Excerpt provided =
© 2011 lefron

The Morris Dream: P.S. is a Genius

I cannot sleep. When Rachel cannot sleep, it is due to one of the following: hunger, thirst, adderall overdose, list-making (in my head, not on paper), playing with my hair because I showered before bed and now its oh-so-soft-and-silky, too much caffeine, I slept 17 hours the night/day before, I’m too hot (Bangin! Just kidding, I mean in TEMPERATURE), the TV is on, I keep reminding myself midway through falling asleep that I’m falling asleep WHICH is the dumbest thing I could ever do since it wakes me up. Sometimes, however, I simply cannot stop my mind from appreciating that liminal moment between waking and sleeping, where your thoughts are at the mercy of your subconscious but your body is still capable of sensing it’s wakened surroundings.

Lately I have been having some wildly intense dreams (by wildly I don’t mean anything too fantastical–wait a tick, this sounds like the beginning of a paragraph where I’m going to tell you about my dreams, so I don’t need to explain myself before explaining myself! Too bad, I just did!), in which the subject is so plausible that sometimes I wake up and my mood is affected because the events in my subconscious feel somehow accurate; it’s like they’ve happened before/haven’t happened yet/I am getting a birdseye view¬†of someone else’s experience in which I was not present but which could have very likely occurred.

My roomates are taking a class on dreams, and one of them was telling me about the possibility of “co-dreaming” in which two people have the same dream. This, of course, got me incredibly excited because I’ve always wondered if I’ve ever had the same dream as someone else; like maybe I paraded around in Vanessa Hudgen’s dreams and socked her in the face and she woke up one morning thinking, “god I wonder who that bitch was that punched me in my dream last night!” IT WAS ME, YOU DUMB HO. My roomie informed me that co-dreaming is not sharing the same dream, but rather experiencing the same dream seperately on purpose. One practices and prepares for the dream as you would for lucid dreaming, but you do it in pairs (or maybe more?? OMG). Okay, that was still pretty cool, but on a scale of Screech to Slater, co-dreaming was like a Kelly Kapowski, and I wanted the Zack Morris of dream sharing.

Excerpted data =

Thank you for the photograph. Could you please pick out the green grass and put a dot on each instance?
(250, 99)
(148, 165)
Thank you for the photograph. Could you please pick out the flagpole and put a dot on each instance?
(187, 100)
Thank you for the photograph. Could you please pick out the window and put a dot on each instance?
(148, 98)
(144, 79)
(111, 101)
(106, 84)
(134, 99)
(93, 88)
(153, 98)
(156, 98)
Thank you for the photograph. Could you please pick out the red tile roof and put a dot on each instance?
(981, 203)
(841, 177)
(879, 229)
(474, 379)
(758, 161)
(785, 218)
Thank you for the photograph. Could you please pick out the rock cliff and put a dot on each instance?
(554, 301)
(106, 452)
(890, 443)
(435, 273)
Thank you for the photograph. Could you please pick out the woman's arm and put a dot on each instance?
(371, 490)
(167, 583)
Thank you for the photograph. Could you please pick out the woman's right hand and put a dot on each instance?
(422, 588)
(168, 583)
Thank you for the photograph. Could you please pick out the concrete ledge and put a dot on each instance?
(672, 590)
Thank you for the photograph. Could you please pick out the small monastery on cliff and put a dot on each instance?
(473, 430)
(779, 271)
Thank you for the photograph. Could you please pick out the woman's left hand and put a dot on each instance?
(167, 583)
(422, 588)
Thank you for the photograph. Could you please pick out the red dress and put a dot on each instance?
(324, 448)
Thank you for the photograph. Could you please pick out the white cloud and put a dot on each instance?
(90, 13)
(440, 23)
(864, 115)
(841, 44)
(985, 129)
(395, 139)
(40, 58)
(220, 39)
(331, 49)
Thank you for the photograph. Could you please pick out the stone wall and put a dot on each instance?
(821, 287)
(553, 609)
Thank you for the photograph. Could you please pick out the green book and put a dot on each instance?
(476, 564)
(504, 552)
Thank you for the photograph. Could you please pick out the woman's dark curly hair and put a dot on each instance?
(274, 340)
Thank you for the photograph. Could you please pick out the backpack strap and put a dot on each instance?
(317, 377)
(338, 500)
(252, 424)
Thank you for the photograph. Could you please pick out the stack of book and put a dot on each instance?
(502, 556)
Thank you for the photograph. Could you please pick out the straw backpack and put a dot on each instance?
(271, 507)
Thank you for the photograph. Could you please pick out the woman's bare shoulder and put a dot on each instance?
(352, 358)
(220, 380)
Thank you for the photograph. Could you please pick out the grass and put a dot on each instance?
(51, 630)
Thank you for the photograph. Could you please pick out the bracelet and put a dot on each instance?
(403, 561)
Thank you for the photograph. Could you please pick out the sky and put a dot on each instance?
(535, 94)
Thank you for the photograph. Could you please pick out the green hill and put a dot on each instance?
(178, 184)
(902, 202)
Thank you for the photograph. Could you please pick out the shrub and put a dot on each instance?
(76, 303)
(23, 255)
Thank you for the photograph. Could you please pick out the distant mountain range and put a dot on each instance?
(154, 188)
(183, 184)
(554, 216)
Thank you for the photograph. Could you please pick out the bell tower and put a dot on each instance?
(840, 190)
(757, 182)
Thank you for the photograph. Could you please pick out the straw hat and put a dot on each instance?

Your assignment =
Write the next part of the blog post about dreams, picking up after its final sentence. The records have no connection to the text.

Task result =
So I probed and proded, and dreammaster-roomenator informed me the Morris Dream is possible. That two people can infact not only dream the same storyline (trip to the ice cream parlor, ride on a rollercoaster, swim with mermaids, eat cheeseburgers and milkshakes, meet Zac Efron, make Zac Efron fall in love with me (whoever is sharing this dream with me might want to wait in the car for this part), become president and save lives, fly, talk to Baxter and have him talk back, sing millions of people to tears, line up Anne Hathaway, Renee Zellweger, and Kiera Knightly and open fire, cure diseases (all), and be naked the whole time) but be together for the adventure, recognizing that you are both asleep and sharing the same dream BLEW my mind. How is that possible? How can someone penetrate another’s subconcsious? Simultaneously? Is our subconcsious really just another vulnerable space in our thoughts that we are unwilling to open up on a daily basis? What if our subconscious has the potential to open given proper streching and exercise, but we’ve managed to lock it up so tightly that we are unaware of its capabilities?

This is not why I couldn’t sleep tonight. Not even close. But of course, since I decided to blog, since I was awake, now it is. Actually, I feel a bit of a calming sensation in my belief that it’s possible to enter someone else’s subconscious, just so long as you’re willing to let them to enter yours. It’s a little like ‘you get what you give’; if you put out a lot of positive energy, you’ll get positive energy in return. Maybe that’s all bullshit, but I find the kinder I am to people, even if it’s just exchanging names with the guy who gives me my coffee atleast twice a day, I’ve opened up a slice of me and Jason’s opened up a slice of him, and the liminal space (I like this word today, it was used in class! I so smart!) between us is that much smaller. No, I am not planning on sharing my epic dreamland with Jason, but I believe people have conscious experiences comparable to Morris Dreaming (gonna coin that shizz), and they’re capable of accessing other levels in their subconscious that can be opened and shared.

So, tonight, I invite you to my subconscious.

…If you’re still awake like this dumb ho.